What the task requires: Starting at the line with "Can you find the horse's hind", retype each line exactly up to and including the final line of the records below.

Input for this task:
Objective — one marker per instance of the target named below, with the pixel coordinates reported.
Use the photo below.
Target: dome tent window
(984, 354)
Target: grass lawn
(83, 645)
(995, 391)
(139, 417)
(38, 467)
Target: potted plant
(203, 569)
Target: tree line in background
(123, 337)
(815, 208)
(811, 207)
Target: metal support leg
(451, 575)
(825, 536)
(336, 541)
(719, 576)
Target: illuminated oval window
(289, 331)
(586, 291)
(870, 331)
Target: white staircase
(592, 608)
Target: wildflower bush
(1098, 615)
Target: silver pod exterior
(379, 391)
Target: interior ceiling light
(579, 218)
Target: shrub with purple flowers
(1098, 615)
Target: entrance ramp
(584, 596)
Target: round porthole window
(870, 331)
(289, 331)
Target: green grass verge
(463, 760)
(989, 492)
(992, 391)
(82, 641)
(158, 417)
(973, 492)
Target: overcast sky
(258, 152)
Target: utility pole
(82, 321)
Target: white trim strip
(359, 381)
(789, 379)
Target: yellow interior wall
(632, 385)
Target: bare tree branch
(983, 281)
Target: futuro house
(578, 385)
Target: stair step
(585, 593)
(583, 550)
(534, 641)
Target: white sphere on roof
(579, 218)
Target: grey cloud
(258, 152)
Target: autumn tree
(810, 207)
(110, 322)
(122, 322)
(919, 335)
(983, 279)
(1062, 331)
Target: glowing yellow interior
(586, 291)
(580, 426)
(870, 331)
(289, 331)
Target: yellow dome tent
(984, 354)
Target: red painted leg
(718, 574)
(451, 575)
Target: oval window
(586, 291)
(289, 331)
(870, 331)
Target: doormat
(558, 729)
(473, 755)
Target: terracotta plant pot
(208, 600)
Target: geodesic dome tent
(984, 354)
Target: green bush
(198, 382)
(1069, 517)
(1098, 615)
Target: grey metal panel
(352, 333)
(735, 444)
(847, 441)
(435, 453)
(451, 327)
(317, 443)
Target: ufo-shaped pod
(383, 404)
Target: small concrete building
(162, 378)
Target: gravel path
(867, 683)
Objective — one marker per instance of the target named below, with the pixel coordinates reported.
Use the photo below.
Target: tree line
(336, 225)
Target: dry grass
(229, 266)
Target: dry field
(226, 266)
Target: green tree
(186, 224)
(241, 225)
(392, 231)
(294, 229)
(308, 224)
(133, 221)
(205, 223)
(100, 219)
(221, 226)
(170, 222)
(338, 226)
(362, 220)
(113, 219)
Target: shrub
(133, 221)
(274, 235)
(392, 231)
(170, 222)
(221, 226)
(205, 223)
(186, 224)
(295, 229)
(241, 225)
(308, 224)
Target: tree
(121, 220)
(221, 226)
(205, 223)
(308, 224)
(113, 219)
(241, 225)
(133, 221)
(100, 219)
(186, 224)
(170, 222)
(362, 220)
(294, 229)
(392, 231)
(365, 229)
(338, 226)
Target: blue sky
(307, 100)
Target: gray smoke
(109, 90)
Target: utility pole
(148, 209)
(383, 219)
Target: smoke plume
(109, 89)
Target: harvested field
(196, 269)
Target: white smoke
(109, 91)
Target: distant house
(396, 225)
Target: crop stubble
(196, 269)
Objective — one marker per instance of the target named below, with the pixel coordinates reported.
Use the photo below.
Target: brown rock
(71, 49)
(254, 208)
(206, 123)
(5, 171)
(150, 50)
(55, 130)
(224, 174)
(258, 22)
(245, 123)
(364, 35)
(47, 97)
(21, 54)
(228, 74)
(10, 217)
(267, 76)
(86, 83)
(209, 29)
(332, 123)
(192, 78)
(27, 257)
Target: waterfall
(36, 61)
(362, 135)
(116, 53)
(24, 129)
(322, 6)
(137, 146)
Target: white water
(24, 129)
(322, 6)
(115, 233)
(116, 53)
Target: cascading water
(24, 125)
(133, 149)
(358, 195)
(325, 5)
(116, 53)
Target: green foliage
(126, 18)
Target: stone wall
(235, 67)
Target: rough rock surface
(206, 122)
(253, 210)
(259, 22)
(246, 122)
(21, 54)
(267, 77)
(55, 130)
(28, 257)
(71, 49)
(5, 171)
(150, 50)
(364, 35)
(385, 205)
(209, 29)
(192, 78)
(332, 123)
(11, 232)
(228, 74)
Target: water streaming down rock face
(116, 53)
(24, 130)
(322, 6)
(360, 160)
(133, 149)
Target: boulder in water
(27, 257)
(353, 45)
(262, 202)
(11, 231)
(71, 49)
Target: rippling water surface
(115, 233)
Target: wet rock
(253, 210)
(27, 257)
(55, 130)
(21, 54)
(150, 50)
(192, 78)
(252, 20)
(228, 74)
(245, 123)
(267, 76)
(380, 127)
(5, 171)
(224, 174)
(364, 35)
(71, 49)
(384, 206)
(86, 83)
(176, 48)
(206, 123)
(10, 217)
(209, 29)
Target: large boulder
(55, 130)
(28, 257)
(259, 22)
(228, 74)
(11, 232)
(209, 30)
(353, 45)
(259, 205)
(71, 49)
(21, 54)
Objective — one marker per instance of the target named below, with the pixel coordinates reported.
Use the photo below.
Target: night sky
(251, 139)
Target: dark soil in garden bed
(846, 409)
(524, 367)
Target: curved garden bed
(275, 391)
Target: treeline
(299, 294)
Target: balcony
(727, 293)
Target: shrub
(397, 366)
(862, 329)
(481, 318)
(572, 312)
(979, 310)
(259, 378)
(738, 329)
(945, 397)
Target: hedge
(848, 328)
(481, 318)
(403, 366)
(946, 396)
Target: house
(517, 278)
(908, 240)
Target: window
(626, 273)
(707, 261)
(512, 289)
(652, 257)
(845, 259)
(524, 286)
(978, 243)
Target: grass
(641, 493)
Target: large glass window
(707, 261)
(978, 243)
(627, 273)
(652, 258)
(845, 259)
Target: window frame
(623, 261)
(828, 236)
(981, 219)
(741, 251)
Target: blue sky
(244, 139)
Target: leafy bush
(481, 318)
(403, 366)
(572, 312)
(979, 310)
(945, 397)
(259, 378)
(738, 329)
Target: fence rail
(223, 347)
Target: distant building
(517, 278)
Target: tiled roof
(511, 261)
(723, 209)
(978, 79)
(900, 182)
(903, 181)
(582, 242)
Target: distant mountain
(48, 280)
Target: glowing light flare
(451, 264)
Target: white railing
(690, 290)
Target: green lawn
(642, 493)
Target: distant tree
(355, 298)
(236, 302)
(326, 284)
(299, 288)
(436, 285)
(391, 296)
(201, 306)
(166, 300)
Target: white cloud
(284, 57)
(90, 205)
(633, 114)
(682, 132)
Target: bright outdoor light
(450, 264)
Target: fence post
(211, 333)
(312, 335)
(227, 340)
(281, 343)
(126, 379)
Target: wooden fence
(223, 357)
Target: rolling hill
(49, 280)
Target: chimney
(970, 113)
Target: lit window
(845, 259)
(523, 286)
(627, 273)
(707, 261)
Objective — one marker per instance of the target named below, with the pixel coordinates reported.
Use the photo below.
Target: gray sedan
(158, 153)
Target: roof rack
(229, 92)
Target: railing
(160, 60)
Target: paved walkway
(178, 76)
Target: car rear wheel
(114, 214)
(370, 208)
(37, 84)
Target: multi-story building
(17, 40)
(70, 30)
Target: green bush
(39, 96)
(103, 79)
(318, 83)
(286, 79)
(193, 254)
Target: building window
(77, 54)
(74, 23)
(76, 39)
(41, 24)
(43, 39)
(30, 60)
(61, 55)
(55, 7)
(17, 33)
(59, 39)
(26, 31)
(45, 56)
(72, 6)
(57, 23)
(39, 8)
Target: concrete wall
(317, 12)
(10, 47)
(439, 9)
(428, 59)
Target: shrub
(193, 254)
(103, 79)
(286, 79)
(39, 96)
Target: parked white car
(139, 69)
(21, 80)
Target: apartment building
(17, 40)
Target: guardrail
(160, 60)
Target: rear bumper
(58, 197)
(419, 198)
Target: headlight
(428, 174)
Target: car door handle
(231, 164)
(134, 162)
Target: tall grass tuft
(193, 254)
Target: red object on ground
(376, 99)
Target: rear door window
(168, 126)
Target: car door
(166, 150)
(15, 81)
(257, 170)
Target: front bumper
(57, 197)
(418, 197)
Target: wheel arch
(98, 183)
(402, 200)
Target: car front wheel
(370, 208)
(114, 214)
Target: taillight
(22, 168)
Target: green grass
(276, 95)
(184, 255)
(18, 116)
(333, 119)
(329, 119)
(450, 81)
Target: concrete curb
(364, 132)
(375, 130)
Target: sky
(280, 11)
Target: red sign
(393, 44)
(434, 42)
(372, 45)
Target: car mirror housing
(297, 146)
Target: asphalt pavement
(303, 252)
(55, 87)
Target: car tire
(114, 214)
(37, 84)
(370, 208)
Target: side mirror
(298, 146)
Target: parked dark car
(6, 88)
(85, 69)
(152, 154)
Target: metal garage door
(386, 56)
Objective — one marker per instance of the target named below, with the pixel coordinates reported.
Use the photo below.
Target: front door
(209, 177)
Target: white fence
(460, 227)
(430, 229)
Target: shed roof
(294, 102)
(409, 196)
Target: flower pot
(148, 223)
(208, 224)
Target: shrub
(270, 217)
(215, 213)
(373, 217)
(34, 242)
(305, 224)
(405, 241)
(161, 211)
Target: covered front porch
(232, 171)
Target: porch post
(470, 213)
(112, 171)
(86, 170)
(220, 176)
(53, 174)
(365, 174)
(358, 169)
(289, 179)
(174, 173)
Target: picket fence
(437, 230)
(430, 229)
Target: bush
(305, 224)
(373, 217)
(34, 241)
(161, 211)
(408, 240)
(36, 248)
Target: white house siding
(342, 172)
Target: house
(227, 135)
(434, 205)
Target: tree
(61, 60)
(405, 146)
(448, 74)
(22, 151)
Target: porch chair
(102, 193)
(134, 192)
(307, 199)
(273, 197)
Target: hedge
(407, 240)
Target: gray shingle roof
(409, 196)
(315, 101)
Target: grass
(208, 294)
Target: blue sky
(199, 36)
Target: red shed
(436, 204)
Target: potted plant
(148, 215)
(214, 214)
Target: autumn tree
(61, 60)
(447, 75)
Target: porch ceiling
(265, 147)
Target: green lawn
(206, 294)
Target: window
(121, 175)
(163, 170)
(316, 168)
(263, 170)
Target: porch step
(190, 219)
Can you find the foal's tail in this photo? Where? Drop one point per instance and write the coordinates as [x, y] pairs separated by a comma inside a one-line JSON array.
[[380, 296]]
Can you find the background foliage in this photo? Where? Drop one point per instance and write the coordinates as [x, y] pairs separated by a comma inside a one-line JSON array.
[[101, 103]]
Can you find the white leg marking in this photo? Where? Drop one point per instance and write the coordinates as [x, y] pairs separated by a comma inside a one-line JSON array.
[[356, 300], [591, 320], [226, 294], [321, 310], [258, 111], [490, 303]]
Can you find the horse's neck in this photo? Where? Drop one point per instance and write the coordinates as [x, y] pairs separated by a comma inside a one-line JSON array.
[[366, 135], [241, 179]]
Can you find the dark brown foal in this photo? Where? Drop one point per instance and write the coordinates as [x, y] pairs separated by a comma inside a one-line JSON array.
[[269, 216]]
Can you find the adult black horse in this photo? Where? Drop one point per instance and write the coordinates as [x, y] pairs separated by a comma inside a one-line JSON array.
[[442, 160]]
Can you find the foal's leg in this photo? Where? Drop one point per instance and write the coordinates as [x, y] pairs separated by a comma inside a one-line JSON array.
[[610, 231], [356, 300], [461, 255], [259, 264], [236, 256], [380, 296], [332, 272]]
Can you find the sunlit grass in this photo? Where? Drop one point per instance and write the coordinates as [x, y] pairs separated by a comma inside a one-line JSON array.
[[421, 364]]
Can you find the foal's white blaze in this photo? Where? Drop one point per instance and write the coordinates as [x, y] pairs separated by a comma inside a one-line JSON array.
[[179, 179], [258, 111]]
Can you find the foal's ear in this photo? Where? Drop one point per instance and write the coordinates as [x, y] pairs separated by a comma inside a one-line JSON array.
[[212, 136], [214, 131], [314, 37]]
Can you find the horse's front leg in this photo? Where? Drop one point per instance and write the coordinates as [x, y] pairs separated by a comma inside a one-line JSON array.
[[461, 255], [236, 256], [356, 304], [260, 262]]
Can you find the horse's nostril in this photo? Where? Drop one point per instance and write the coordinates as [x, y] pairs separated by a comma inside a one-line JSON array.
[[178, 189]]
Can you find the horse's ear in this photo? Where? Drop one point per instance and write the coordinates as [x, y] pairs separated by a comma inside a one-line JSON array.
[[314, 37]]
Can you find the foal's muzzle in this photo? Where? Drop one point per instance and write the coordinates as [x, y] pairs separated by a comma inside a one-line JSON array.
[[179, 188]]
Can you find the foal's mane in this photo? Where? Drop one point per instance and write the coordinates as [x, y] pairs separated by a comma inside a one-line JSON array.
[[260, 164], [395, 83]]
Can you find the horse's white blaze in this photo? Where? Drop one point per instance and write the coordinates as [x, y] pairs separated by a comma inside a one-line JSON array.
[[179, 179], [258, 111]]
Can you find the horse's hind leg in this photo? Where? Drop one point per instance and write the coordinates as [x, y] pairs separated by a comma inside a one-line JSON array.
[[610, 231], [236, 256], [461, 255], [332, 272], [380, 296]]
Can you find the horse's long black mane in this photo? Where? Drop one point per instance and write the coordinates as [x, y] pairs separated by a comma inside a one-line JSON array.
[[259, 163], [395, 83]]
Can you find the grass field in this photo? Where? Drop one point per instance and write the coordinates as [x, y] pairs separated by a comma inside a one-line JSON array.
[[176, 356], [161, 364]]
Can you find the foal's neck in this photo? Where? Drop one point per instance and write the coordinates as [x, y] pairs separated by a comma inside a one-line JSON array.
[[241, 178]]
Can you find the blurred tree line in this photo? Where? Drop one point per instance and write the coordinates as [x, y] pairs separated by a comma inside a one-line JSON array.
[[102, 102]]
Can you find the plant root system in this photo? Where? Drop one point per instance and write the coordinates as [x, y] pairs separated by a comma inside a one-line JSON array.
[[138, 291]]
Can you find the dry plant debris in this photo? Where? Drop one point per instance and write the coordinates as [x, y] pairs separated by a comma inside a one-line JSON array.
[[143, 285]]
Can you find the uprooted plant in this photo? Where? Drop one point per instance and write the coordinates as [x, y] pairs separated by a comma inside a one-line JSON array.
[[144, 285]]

Answer to this exercise:
Can you find the horse's hind leg in this photo? Where? Drop one point per instance and write the coordinates as [x, y] pairs separated by a comma inside a one-line JSON array.
[[610, 231], [236, 256], [461, 255], [332, 272], [380, 296]]
Can you find the horse's long black mane in this photo? Where? Drop one point per instance and write the coordinates as [x, y] pairs separated by a comma inside a one-line JSON array.
[[259, 163], [395, 83]]
Can you find the grass field in this photo? Where? Drop one point per instance and write the coordinates as [x, y] pairs separated by a comma inside a one-line JSON array.
[[176, 356], [161, 364]]
Can you find the foal's neck in this photo? Where? Drop one point per instance and write the coordinates as [x, y] pairs separated by a comma inside a one-line JSON array.
[[241, 178]]
Can you find the blurred tree line in this photo? Where? Drop one point per instance and write the coordinates as [x, y] pairs separated by a comma inside a one-line JSON array.
[[102, 102]]
Can you find the plant root system in this photo? Where? Drop one point per instance and write the coordinates as [x, y] pairs separated by a comma inside a one-line JSON array.
[[138, 291]]
Can you find the dry plant debris in this photo? Where? Drop one point per instance and write the coordinates as [x, y] pairs separated by a comma inside a one-line JSON array.
[[143, 285]]
Can you find the uprooted plant in this photo? Where? Drop one point per instance and write the coordinates as [x, y] pairs separated by a comma inside a one-line JSON array.
[[144, 285]]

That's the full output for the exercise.